** Begin **

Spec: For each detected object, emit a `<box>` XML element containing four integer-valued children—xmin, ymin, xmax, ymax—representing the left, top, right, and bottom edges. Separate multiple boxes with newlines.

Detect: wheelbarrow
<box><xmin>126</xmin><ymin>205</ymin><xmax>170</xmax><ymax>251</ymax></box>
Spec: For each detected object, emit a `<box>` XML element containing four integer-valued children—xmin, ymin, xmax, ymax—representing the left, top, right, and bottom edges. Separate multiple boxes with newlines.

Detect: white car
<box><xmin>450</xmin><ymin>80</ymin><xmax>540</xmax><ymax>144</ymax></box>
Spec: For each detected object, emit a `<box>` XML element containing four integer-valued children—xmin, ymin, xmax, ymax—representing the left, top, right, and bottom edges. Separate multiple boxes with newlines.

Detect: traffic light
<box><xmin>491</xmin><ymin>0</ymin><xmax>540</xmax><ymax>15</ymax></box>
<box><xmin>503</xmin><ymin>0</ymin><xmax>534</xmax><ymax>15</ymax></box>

** End **

=== PROBLEM ===
Shift every coordinate in the answers by adding 145 to it. Then write out every line of the data above again, leaving out nothing else.

=== RESPONSE TO THIS EXERCISE ===
Spec: For each detected object, emit a `<box>` XML element containing four integer-valued children—xmin, ymin, xmax, ymax—representing the left, top, right, and bottom edges. Separate multiple boxes with newlines.

Detect: wheelbarrow
<box><xmin>271</xmin><ymin>350</ymin><xmax>315</xmax><ymax>396</ymax></box>
Spec: For each detected object, emit a `<box>` XML element containing four integer-valued children—xmin, ymin, xmax, ymax—representing the left, top, right, and bottom edges. Separate multiple boxes with newlines.

Detect: white car
<box><xmin>595</xmin><ymin>225</ymin><xmax>685</xmax><ymax>289</ymax></box>
Spec: For each detected object, emit a `<box>` XML element containing four integer-valued children—xmin, ymin, xmax, ymax—representing the left, top, right, and bottom edges. Separate multiple boxes with newlines.

Detect: traffic light
<box><xmin>636</xmin><ymin>145</ymin><xmax>685</xmax><ymax>160</ymax></box>
<box><xmin>648</xmin><ymin>145</ymin><xmax>679</xmax><ymax>160</ymax></box>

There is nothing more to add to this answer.